Work to complete
Copy the passage about the Palazzo Medici-Riccardi word for word, from "This is the garden" up to and including "novel’s major players.".

Exercise text
■ ■ ■ ■
In my An Ode to Florence series I’ll be posting pictures and information about my favorite places in Florence, including those that figure into The Most Beautiful Woman in Florence.
Properly known as the Palazzo Medici-Riccardi (after the family that built it and the family that owned it later and added to it, respectively) this is the palace where Simonetta attends parties and dinners given by the Medici family throughout the novel. It is where she first meets Lorenzo, Clarice, and of course, Sandro Botticelli, and is also where her marriage takes place.
The first Renaissance building in Florence, construction on the palace began in 1444 by Cosimo de’ Medici (Lorenzo the Magnificent’s grandfather) and was completed in 1460. It’s located just down the street from the Duomo on the Via Cavour, though at the time the street was called the Via Larga. The intention of the building was likely to convey power, wealth, and strength, and no doubt the facade communicates that message very well.
Above is the courtyard, where Donatello’s statue of David originally stood. It is one of the first things Simonetta sees in the novel upon entering, and it is her first glimpse of the beautiful artwork that the Medici family surround themselves with. Lorenzo’s office also originally stood off to the right of this courtyard.
This is the garden of the palace, just past the courtyard. This is where Donatello’s statue of Judith originally stood, which Simonetta also views in the novel. And this garden is the setting for the first dinner Simonetta attends at the palace, and where she meets the rest of the novel’s major players.
■ ■ ■ ■
Source data
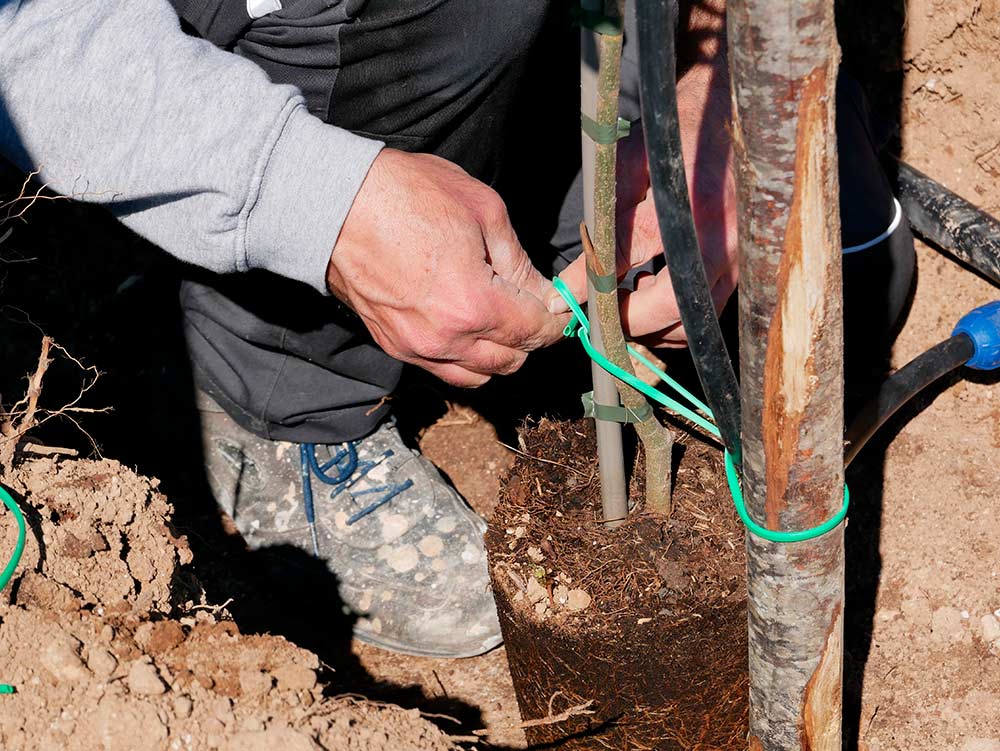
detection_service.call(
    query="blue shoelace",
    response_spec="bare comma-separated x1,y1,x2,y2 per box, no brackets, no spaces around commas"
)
■ ■ ■ ■
Written response
This is the garden of the palace, just past the courtyard. This is where Donatello’s statue of Judith originally stood, which Simonetta also views in the novel. And this garden is the setting for the first dinner Simonetta attends at the palace, and where she meets the rest of the novel’s major players.